## REQUIRED TASK
Quote the rows below word for word, everything from the line containing "outline blue floodlight pole, every instance" down to the line containing "M 228 57 L 229", with both of those lines included.

## MATERIAL FOR THIS EXERCISE
◇ ◇ ◇ ◇
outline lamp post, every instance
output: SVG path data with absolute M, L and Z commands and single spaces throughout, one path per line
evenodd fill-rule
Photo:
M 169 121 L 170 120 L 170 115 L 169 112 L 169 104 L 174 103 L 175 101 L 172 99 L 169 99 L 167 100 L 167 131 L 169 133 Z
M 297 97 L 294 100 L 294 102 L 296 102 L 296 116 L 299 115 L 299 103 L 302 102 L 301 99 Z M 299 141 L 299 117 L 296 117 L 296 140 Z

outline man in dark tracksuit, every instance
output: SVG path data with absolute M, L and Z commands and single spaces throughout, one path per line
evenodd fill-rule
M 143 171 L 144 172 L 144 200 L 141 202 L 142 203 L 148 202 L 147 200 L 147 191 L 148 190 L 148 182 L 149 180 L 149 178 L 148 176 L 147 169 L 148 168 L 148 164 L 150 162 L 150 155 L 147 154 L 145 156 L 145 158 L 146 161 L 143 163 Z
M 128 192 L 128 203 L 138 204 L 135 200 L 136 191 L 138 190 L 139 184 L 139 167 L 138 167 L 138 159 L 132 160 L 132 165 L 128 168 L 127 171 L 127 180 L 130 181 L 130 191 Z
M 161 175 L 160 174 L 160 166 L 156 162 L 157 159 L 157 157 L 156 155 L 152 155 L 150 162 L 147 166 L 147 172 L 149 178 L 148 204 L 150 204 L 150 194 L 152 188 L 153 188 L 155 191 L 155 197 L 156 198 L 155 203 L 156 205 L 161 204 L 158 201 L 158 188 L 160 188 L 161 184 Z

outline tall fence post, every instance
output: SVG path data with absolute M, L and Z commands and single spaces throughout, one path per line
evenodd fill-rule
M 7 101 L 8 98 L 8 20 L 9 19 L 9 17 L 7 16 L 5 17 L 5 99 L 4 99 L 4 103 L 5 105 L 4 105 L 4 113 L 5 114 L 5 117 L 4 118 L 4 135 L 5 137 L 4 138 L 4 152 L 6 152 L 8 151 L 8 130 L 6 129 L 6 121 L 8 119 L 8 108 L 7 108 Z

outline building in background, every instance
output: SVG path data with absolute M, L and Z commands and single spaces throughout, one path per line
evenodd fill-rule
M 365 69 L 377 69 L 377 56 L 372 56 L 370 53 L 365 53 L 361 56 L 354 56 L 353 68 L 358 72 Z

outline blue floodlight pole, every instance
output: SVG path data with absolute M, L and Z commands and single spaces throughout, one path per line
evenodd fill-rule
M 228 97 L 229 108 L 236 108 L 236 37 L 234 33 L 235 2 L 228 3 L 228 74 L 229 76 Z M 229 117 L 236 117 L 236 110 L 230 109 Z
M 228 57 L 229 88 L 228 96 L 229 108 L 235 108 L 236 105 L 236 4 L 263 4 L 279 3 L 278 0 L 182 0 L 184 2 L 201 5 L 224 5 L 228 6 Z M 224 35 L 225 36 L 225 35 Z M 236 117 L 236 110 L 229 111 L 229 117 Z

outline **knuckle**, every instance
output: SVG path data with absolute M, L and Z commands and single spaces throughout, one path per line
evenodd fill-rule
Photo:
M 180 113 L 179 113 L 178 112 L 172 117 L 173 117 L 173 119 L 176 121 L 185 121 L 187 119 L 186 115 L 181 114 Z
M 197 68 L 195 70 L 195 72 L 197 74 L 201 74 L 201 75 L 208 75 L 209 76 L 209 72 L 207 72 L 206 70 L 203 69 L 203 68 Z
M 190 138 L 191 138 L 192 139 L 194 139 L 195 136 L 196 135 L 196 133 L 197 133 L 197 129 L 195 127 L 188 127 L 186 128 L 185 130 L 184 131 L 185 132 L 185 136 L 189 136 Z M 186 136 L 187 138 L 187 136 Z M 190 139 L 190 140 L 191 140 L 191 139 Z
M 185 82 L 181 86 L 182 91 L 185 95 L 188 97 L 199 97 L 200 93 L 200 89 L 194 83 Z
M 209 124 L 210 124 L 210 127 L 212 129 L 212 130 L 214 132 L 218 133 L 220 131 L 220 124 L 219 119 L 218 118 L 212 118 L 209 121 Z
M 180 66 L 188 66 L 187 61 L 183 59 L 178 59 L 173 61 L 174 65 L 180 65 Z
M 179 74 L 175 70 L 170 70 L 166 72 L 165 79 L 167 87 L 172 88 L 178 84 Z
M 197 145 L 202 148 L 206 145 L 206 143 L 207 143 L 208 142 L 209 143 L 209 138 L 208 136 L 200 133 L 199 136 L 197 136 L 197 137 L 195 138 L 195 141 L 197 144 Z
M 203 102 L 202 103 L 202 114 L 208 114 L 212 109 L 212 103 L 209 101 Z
◇ ◇ ◇ ◇
## WORKED ANSWER
outline blue floodlight pole, every instance
output: SVG path data with absolute M, L and Z commands and single spaces throughout, one path per line
evenodd fill-rule
M 228 97 L 229 108 L 236 108 L 236 37 L 234 33 L 235 2 L 228 3 L 228 74 L 229 76 Z M 229 117 L 236 117 L 236 110 L 230 109 Z
M 228 57 L 229 88 L 228 96 L 229 108 L 235 108 L 236 105 L 236 4 L 263 4 L 279 3 L 278 0 L 182 0 L 184 2 L 201 5 L 224 5 L 228 6 Z M 224 35 L 225 36 L 225 35 Z M 236 117 L 236 110 L 229 111 L 229 117 Z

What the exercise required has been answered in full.